• Required work: Only the closing stretch of the material is wanted: the line containing "Could you please put a dot on the photograph" and every line after it, transcribed exactly.

################

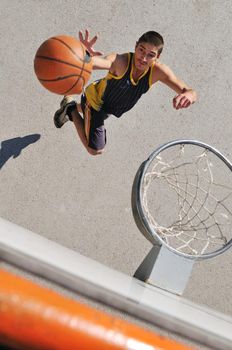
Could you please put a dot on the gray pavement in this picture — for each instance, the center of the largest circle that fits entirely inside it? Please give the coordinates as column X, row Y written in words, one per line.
column 50, row 185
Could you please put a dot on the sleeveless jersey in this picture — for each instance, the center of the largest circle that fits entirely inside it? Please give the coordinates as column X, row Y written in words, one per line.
column 117, row 95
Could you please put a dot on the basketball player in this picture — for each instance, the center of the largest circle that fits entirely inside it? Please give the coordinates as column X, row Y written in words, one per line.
column 129, row 76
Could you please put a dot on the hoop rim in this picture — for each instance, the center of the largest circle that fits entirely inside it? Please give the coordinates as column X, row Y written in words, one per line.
column 139, row 215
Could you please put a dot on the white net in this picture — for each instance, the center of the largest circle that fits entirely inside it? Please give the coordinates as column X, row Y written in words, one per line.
column 187, row 199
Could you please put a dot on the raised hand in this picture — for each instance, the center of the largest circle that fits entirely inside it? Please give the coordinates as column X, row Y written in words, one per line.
column 89, row 43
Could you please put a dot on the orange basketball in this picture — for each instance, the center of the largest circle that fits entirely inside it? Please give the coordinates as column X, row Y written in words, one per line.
column 63, row 65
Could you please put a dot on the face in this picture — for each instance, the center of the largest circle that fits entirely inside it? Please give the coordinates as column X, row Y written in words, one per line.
column 145, row 55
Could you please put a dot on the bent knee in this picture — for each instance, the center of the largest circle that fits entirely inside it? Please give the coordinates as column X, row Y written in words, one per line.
column 94, row 152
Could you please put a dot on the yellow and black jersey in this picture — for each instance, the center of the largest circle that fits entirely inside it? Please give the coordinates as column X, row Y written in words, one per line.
column 117, row 95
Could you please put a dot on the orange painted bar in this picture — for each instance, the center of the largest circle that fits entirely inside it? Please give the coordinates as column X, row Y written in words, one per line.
column 33, row 317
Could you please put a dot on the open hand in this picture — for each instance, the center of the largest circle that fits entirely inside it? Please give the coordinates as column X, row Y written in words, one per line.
column 89, row 43
column 184, row 100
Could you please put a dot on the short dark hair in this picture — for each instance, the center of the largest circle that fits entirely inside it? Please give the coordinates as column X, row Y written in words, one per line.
column 154, row 38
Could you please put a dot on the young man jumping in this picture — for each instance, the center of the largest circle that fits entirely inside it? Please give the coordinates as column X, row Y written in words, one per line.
column 130, row 75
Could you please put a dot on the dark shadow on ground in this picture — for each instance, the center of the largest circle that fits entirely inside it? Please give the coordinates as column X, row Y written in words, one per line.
column 13, row 147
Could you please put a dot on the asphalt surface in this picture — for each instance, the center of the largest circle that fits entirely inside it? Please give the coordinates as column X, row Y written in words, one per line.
column 51, row 185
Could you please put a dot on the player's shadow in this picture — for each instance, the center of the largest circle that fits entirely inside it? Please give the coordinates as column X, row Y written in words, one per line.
column 13, row 147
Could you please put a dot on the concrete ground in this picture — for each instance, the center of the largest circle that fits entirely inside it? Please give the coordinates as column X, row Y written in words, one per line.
column 50, row 185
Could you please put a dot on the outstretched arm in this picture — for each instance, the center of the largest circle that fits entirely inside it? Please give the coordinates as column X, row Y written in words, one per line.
column 99, row 61
column 185, row 95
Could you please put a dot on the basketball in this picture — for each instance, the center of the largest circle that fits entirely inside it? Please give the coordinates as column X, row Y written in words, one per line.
column 63, row 65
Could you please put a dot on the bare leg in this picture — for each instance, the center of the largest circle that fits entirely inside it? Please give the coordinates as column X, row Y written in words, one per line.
column 79, row 125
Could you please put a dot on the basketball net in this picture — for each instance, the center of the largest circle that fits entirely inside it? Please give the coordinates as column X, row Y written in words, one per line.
column 198, row 207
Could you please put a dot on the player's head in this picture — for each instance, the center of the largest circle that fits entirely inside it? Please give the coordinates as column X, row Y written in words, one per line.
column 152, row 38
column 148, row 48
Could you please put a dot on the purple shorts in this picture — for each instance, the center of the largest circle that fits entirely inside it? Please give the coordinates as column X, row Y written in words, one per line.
column 94, row 125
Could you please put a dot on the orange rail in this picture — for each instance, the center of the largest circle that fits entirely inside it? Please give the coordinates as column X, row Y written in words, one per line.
column 33, row 317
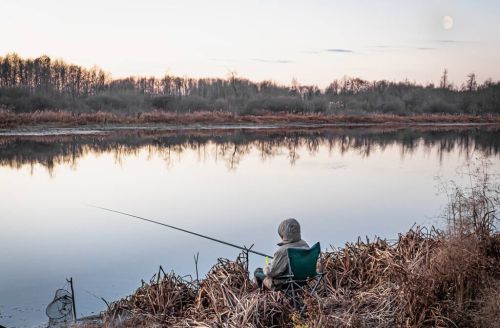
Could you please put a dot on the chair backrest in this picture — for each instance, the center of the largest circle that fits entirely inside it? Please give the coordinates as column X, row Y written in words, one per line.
column 302, row 261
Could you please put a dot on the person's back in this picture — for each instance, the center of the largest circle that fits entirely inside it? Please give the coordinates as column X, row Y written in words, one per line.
column 289, row 232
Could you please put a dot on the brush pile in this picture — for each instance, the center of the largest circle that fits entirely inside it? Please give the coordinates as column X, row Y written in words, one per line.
column 426, row 278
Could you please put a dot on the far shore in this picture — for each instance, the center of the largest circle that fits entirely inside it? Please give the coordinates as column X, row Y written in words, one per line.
column 62, row 119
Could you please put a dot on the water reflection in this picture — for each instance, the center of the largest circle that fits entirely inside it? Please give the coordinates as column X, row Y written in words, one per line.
column 231, row 146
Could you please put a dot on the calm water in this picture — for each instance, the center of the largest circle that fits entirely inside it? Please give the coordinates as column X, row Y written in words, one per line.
column 233, row 185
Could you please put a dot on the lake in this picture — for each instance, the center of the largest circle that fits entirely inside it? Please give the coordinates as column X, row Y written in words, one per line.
column 235, row 184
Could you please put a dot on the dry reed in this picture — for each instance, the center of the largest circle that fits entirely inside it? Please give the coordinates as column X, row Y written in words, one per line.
column 426, row 278
column 9, row 119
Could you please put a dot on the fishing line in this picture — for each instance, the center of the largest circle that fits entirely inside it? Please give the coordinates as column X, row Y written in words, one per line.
column 183, row 230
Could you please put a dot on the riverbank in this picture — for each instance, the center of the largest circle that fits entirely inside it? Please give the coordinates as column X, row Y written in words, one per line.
column 426, row 278
column 10, row 119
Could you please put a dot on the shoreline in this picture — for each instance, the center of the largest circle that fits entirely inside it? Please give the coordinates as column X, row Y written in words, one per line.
column 223, row 120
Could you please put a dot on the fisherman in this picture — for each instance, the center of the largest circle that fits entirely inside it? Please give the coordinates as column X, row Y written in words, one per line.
column 289, row 232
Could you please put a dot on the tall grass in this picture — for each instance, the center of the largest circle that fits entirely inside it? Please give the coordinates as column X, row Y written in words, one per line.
column 10, row 119
column 427, row 278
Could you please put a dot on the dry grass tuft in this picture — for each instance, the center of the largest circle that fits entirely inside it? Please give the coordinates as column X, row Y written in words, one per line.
column 423, row 279
column 9, row 119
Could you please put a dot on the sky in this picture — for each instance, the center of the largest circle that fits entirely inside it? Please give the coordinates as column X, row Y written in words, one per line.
column 312, row 41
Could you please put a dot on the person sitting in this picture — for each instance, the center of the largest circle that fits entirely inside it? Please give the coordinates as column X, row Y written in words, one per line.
column 289, row 232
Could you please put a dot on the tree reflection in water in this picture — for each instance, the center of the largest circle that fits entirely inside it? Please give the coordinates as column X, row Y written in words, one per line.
column 231, row 145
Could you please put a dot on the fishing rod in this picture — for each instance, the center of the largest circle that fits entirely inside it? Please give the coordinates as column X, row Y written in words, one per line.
column 184, row 230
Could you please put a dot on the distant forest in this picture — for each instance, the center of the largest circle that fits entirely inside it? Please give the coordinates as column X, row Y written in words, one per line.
column 39, row 84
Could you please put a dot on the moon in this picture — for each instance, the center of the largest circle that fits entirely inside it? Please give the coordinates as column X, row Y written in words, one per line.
column 447, row 22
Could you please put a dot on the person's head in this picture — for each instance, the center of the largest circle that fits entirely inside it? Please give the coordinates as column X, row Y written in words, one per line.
column 289, row 231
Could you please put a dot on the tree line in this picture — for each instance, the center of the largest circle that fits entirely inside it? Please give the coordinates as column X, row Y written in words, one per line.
column 45, row 84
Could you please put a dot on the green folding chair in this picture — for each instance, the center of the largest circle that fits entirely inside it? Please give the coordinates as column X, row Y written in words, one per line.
column 301, row 269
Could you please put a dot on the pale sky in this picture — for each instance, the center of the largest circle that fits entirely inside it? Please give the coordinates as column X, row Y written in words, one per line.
column 313, row 41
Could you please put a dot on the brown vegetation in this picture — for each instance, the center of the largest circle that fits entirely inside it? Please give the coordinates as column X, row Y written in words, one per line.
column 9, row 119
column 425, row 279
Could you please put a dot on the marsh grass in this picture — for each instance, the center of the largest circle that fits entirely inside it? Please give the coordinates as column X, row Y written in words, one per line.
column 10, row 119
column 426, row 278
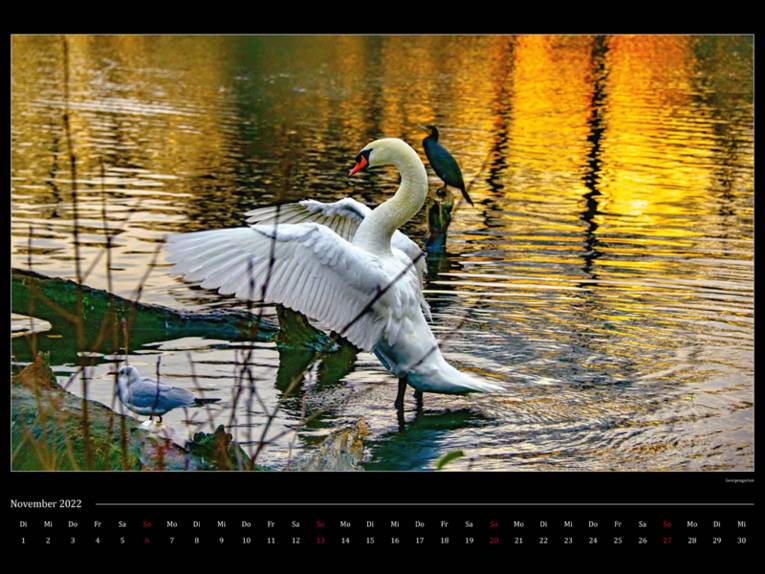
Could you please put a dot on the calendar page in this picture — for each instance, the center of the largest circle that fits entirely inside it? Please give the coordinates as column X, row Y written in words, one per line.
column 382, row 291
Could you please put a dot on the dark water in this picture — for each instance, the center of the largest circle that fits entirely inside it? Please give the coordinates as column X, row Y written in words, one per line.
column 605, row 273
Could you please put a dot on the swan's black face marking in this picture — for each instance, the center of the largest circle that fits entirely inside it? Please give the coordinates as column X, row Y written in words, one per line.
column 362, row 162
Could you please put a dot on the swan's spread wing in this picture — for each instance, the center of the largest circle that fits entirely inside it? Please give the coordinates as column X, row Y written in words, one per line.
column 343, row 217
column 306, row 267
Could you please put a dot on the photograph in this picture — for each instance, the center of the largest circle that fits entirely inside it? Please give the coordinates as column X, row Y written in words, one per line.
column 478, row 253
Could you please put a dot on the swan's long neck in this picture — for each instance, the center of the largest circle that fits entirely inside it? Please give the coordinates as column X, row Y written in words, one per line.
column 375, row 232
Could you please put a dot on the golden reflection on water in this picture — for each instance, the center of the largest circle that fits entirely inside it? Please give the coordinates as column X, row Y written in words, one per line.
column 613, row 180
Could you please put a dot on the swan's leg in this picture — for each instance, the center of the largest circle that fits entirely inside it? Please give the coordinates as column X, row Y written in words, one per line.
column 399, row 404
column 401, row 419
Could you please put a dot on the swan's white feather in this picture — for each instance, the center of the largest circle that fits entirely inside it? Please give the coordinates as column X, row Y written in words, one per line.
column 344, row 278
column 343, row 217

################

• Output of the exercise:
Could you please put a dot on the photograph in this picture — for each instance, the center of the largest circle that fits entirely inside it? Please give the coordinates as column X, row Y written in words, one per line.
column 478, row 253
Could you please put a dot on the swan's long neck in this picture — for each instance, the center of the largest circle that fits entirely inside it? Please give the coordinates as column X, row Y written in words, one per line.
column 375, row 232
Could you please put a dot on the golden reflection on water in this picture — for each instance, the center of the largest circle that fits entirely inside it? Please give the coordinates as column X, row Y written in words, one per line.
column 613, row 180
Could you please put a dot on the swan's leg in this picture — for each instance, the center of the largest circle that fits entirely inside it? Please give the coordinates as column X, row Y written in words, one per line.
column 399, row 404
column 401, row 419
Could you please put a dot on the swan's white feather in this picture — for each instance, the center of the largest circle that fits entirely inside it? Please give the coordinates as column X, row Y written in words, one per line.
column 344, row 278
column 343, row 217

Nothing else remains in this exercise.